## AIM
Will you restate verbatim the lines running from the line with "Objective — a point for each instance of the cow's leg" to the end of the data, leaving out everything else?

## DATA PROVIDED
>> START
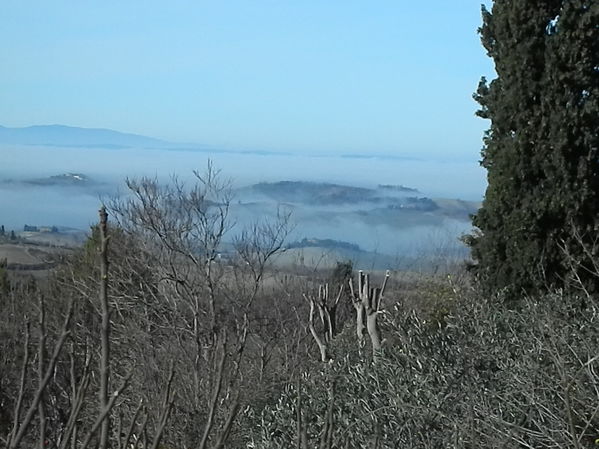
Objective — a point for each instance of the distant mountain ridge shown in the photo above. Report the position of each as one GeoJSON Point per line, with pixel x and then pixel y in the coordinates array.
{"type": "Point", "coordinates": [61, 135]}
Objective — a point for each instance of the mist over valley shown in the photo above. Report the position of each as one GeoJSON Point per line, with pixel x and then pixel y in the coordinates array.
{"type": "Point", "coordinates": [393, 208]}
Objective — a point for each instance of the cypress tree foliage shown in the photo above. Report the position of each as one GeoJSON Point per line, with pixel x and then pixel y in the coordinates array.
{"type": "Point", "coordinates": [541, 208]}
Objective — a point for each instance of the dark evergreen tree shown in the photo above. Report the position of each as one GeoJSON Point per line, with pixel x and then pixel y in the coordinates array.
{"type": "Point", "coordinates": [541, 208]}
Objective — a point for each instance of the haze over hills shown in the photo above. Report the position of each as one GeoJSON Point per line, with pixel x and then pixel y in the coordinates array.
{"type": "Point", "coordinates": [72, 136]}
{"type": "Point", "coordinates": [61, 135]}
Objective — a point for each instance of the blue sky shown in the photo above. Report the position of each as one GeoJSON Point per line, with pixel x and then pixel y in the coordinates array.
{"type": "Point", "coordinates": [378, 77]}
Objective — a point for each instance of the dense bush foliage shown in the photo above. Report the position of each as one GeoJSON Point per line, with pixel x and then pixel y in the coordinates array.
{"type": "Point", "coordinates": [486, 377]}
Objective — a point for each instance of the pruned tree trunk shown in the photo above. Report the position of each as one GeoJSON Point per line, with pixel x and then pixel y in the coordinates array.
{"type": "Point", "coordinates": [367, 302]}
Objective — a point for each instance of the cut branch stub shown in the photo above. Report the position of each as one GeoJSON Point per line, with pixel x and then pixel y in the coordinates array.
{"type": "Point", "coordinates": [367, 302]}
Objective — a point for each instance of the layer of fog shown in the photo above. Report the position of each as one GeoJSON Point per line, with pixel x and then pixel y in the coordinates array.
{"type": "Point", "coordinates": [77, 207]}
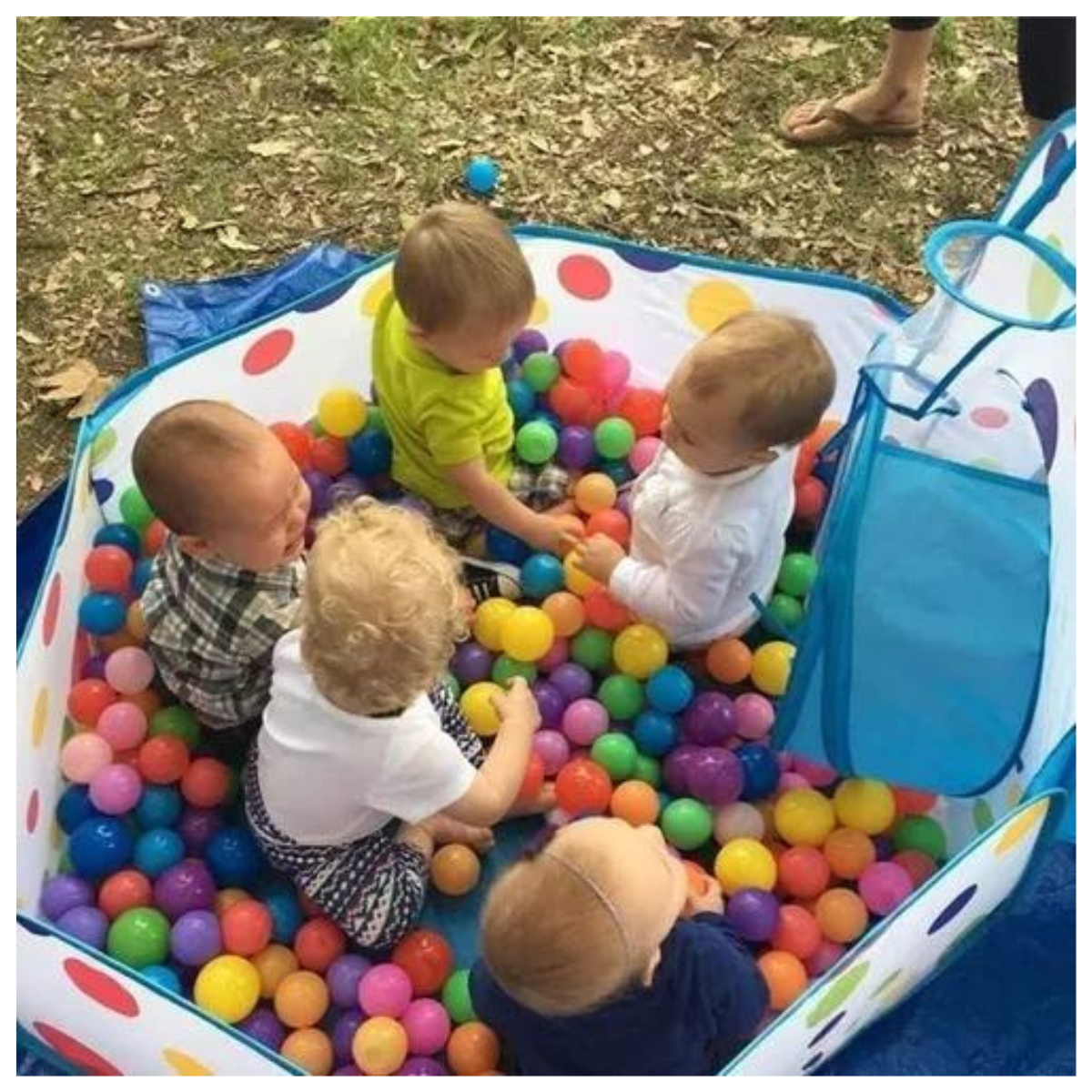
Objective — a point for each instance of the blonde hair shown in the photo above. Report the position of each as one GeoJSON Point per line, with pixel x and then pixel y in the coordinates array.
{"type": "Point", "coordinates": [459, 262]}
{"type": "Point", "coordinates": [382, 607]}
{"type": "Point", "coordinates": [779, 367]}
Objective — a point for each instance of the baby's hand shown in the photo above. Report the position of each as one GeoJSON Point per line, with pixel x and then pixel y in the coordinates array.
{"type": "Point", "coordinates": [599, 557]}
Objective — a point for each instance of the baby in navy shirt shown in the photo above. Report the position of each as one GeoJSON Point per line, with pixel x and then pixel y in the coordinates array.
{"type": "Point", "coordinates": [598, 959]}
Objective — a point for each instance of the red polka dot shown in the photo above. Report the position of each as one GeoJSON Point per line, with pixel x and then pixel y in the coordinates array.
{"type": "Point", "coordinates": [989, 418]}
{"type": "Point", "coordinates": [101, 987]}
{"type": "Point", "coordinates": [81, 1055]}
{"type": "Point", "coordinates": [53, 609]}
{"type": "Point", "coordinates": [268, 352]}
{"type": "Point", "coordinates": [584, 277]}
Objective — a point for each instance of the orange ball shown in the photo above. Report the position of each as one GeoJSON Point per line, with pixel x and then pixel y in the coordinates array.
{"type": "Point", "coordinates": [473, 1049]}
{"type": "Point", "coordinates": [637, 803]}
{"type": "Point", "coordinates": [785, 976]}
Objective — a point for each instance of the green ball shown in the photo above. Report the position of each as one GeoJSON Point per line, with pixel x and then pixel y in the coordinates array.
{"type": "Point", "coordinates": [614, 438]}
{"type": "Point", "coordinates": [617, 753]}
{"type": "Point", "coordinates": [176, 721]}
{"type": "Point", "coordinates": [797, 573]}
{"type": "Point", "coordinates": [686, 824]}
{"type": "Point", "coordinates": [457, 997]}
{"type": "Point", "coordinates": [922, 834]}
{"type": "Point", "coordinates": [535, 442]}
{"type": "Point", "coordinates": [506, 669]}
{"type": "Point", "coordinates": [622, 696]}
{"type": "Point", "coordinates": [541, 371]}
{"type": "Point", "coordinates": [139, 937]}
{"type": "Point", "coordinates": [592, 649]}
{"type": "Point", "coordinates": [136, 511]}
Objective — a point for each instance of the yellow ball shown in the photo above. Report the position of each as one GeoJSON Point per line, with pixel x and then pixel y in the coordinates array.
{"type": "Point", "coordinates": [743, 863]}
{"type": "Point", "coordinates": [771, 666]}
{"type": "Point", "coordinates": [865, 805]}
{"type": "Point", "coordinates": [228, 987]}
{"type": "Point", "coordinates": [476, 704]}
{"type": "Point", "coordinates": [342, 412]}
{"type": "Point", "coordinates": [640, 651]}
{"type": "Point", "coordinates": [489, 621]}
{"type": "Point", "coordinates": [527, 634]}
{"type": "Point", "coordinates": [804, 817]}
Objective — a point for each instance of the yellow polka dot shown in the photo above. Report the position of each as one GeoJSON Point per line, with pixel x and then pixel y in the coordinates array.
{"type": "Point", "coordinates": [184, 1065]}
{"type": "Point", "coordinates": [713, 303]}
{"type": "Point", "coordinates": [1020, 828]}
{"type": "Point", "coordinates": [371, 299]}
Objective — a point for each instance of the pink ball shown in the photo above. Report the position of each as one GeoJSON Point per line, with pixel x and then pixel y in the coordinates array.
{"type": "Point", "coordinates": [130, 671]}
{"type": "Point", "coordinates": [385, 991]}
{"type": "Point", "coordinates": [116, 789]}
{"type": "Point", "coordinates": [753, 715]}
{"type": "Point", "coordinates": [427, 1026]}
{"type": "Point", "coordinates": [83, 756]}
{"type": "Point", "coordinates": [884, 885]}
{"type": "Point", "coordinates": [123, 725]}
{"type": "Point", "coordinates": [584, 721]}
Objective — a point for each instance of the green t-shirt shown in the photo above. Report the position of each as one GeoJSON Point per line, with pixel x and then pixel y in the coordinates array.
{"type": "Point", "coordinates": [437, 418]}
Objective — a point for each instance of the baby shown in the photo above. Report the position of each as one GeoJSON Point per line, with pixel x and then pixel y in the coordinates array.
{"type": "Point", "coordinates": [596, 960]}
{"type": "Point", "coordinates": [364, 762]}
{"type": "Point", "coordinates": [709, 514]}
{"type": "Point", "coordinates": [462, 292]}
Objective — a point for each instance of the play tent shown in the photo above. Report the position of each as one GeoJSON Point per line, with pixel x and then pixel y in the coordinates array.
{"type": "Point", "coordinates": [938, 648]}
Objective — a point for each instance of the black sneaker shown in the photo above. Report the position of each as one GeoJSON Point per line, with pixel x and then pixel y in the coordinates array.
{"type": "Point", "coordinates": [490, 580]}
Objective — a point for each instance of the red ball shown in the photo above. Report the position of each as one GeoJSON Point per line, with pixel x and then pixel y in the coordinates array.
{"type": "Point", "coordinates": [318, 944]}
{"type": "Point", "coordinates": [427, 958]}
{"type": "Point", "coordinates": [207, 784]}
{"type": "Point", "coordinates": [247, 927]}
{"type": "Point", "coordinates": [108, 569]}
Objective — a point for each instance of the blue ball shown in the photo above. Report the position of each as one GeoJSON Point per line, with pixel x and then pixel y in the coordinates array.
{"type": "Point", "coordinates": [157, 850]}
{"type": "Point", "coordinates": [98, 846]}
{"type": "Point", "coordinates": [102, 614]}
{"type": "Point", "coordinates": [670, 691]}
{"type": "Point", "coordinates": [233, 856]}
{"type": "Point", "coordinates": [655, 733]}
{"type": "Point", "coordinates": [762, 771]}
{"type": "Point", "coordinates": [481, 175]}
{"type": "Point", "coordinates": [541, 574]}
{"type": "Point", "coordinates": [369, 453]}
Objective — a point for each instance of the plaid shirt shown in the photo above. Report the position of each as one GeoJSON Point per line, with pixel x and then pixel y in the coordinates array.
{"type": "Point", "coordinates": [211, 629]}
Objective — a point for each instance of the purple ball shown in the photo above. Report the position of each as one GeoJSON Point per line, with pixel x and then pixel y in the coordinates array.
{"type": "Point", "coordinates": [710, 719]}
{"type": "Point", "coordinates": [470, 663]}
{"type": "Point", "coordinates": [715, 776]}
{"type": "Point", "coordinates": [184, 887]}
{"type": "Point", "coordinates": [64, 894]}
{"type": "Point", "coordinates": [87, 924]}
{"type": "Point", "coordinates": [753, 915]}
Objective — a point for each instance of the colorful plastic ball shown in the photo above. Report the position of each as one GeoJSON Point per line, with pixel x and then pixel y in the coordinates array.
{"type": "Point", "coordinates": [842, 915]}
{"type": "Point", "coordinates": [686, 824]}
{"type": "Point", "coordinates": [865, 805]}
{"type": "Point", "coordinates": [745, 863]}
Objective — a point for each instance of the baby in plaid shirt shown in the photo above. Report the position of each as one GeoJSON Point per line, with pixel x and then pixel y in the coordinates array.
{"type": "Point", "coordinates": [227, 585]}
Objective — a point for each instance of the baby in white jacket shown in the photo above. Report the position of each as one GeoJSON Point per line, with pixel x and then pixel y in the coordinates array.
{"type": "Point", "coordinates": [710, 513]}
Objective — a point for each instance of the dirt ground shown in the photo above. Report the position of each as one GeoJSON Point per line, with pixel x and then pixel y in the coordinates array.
{"type": "Point", "coordinates": [189, 147]}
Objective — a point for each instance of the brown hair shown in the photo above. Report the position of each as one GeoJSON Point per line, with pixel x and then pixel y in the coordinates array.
{"type": "Point", "coordinates": [459, 262]}
{"type": "Point", "coordinates": [781, 366]}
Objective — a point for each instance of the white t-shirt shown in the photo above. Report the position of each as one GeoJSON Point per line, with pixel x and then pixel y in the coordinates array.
{"type": "Point", "coordinates": [703, 544]}
{"type": "Point", "coordinates": [328, 776]}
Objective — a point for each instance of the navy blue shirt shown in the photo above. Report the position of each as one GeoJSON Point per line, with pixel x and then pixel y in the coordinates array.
{"type": "Point", "coordinates": [707, 996]}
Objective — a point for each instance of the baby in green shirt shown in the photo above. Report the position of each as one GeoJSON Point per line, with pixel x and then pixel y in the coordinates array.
{"type": "Point", "coordinates": [462, 292]}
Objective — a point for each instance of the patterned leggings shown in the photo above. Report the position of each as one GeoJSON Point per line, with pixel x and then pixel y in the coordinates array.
{"type": "Point", "coordinates": [375, 887]}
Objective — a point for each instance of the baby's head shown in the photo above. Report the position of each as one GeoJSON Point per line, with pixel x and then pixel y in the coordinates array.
{"type": "Point", "coordinates": [760, 381]}
{"type": "Point", "coordinates": [578, 924]}
{"type": "Point", "coordinates": [224, 484]}
{"type": "Point", "coordinates": [382, 607]}
{"type": "Point", "coordinates": [464, 287]}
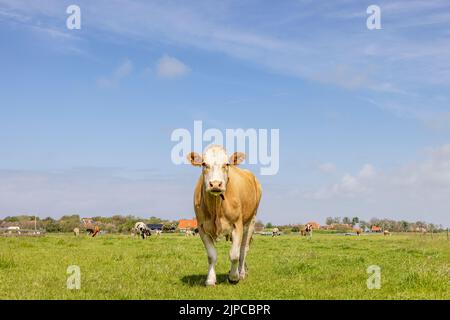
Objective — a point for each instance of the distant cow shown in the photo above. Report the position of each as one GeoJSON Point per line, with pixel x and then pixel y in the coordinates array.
{"type": "Point", "coordinates": [307, 231]}
{"type": "Point", "coordinates": [275, 232]}
{"type": "Point", "coordinates": [141, 229]}
{"type": "Point", "coordinates": [93, 232]}
{"type": "Point", "coordinates": [226, 200]}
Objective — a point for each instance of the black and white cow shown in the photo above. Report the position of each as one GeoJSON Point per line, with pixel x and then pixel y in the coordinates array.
{"type": "Point", "coordinates": [141, 229]}
{"type": "Point", "coordinates": [308, 230]}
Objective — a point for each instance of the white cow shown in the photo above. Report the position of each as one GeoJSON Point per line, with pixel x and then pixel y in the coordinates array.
{"type": "Point", "coordinates": [142, 230]}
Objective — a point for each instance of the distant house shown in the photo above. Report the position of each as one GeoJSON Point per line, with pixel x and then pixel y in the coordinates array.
{"type": "Point", "coordinates": [315, 225]}
{"type": "Point", "coordinates": [185, 225]}
{"type": "Point", "coordinates": [376, 229]}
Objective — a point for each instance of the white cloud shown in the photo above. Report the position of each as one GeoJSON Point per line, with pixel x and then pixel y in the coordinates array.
{"type": "Point", "coordinates": [122, 71]}
{"type": "Point", "coordinates": [327, 167]}
{"type": "Point", "coordinates": [170, 67]}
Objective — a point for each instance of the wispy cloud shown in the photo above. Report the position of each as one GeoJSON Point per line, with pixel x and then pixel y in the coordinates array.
{"type": "Point", "coordinates": [170, 68]}
{"type": "Point", "coordinates": [121, 72]}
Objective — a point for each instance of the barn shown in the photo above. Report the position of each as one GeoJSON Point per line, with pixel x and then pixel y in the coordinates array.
{"type": "Point", "coordinates": [185, 225]}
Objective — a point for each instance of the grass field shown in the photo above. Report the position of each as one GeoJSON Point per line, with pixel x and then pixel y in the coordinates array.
{"type": "Point", "coordinates": [174, 267]}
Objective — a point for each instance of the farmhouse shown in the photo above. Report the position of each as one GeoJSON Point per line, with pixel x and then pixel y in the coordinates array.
{"type": "Point", "coordinates": [185, 225]}
{"type": "Point", "coordinates": [314, 225]}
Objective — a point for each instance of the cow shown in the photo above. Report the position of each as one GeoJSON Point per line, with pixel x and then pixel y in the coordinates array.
{"type": "Point", "coordinates": [93, 232]}
{"type": "Point", "coordinates": [226, 200]}
{"type": "Point", "coordinates": [141, 229]}
{"type": "Point", "coordinates": [308, 230]}
{"type": "Point", "coordinates": [275, 232]}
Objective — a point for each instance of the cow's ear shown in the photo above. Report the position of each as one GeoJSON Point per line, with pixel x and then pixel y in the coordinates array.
{"type": "Point", "coordinates": [195, 159]}
{"type": "Point", "coordinates": [237, 158]}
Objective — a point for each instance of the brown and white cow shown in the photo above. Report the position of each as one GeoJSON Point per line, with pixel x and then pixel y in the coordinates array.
{"type": "Point", "coordinates": [226, 200]}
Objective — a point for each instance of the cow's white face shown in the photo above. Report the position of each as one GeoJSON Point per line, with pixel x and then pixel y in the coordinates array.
{"type": "Point", "coordinates": [216, 164]}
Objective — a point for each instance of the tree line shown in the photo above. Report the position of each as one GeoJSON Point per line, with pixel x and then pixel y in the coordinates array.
{"type": "Point", "coordinates": [114, 224]}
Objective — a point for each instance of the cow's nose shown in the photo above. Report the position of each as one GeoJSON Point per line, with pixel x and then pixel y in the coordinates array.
{"type": "Point", "coordinates": [216, 184]}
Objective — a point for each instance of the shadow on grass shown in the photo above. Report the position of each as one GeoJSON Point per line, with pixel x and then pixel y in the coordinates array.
{"type": "Point", "coordinates": [198, 280]}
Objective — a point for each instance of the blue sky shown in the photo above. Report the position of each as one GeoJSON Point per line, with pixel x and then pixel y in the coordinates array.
{"type": "Point", "coordinates": [364, 116]}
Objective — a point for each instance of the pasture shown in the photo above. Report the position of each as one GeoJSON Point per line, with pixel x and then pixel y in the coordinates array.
{"type": "Point", "coordinates": [174, 267]}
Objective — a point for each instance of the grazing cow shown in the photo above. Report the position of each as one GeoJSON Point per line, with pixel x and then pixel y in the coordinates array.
{"type": "Point", "coordinates": [226, 200]}
{"type": "Point", "coordinates": [93, 232]}
{"type": "Point", "coordinates": [141, 229]}
{"type": "Point", "coordinates": [308, 230]}
{"type": "Point", "coordinates": [275, 232]}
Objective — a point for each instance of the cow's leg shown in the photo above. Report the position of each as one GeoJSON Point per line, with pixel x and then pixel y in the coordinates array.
{"type": "Point", "coordinates": [247, 237]}
{"type": "Point", "coordinates": [212, 257]}
{"type": "Point", "coordinates": [235, 251]}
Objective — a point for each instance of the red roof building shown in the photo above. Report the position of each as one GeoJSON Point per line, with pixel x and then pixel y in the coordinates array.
{"type": "Point", "coordinates": [187, 224]}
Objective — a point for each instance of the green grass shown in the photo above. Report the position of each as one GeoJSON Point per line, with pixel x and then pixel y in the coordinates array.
{"type": "Point", "coordinates": [174, 267]}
>> END
## EXERCISE RESULT
Objective — a point for each instance of the cow's leg shown in the photo above. Report the position of each as one GeoJSON Point per line, with pixel x and then pixel y in the coordinates array.
{"type": "Point", "coordinates": [247, 237]}
{"type": "Point", "coordinates": [212, 257]}
{"type": "Point", "coordinates": [235, 251]}
Objective — a point for each instance of the red roof building shown in the photo above. Report the position of each as one GeoJSON Point per line, with pixel x and then pixel y in the coordinates array.
{"type": "Point", "coordinates": [187, 224]}
Objective — a point for each instance of the green grass shown in the photo above. Report the position of each as one GeoJSON Point per line, with pixel x and then pixel y in the coordinates array.
{"type": "Point", "coordinates": [174, 267]}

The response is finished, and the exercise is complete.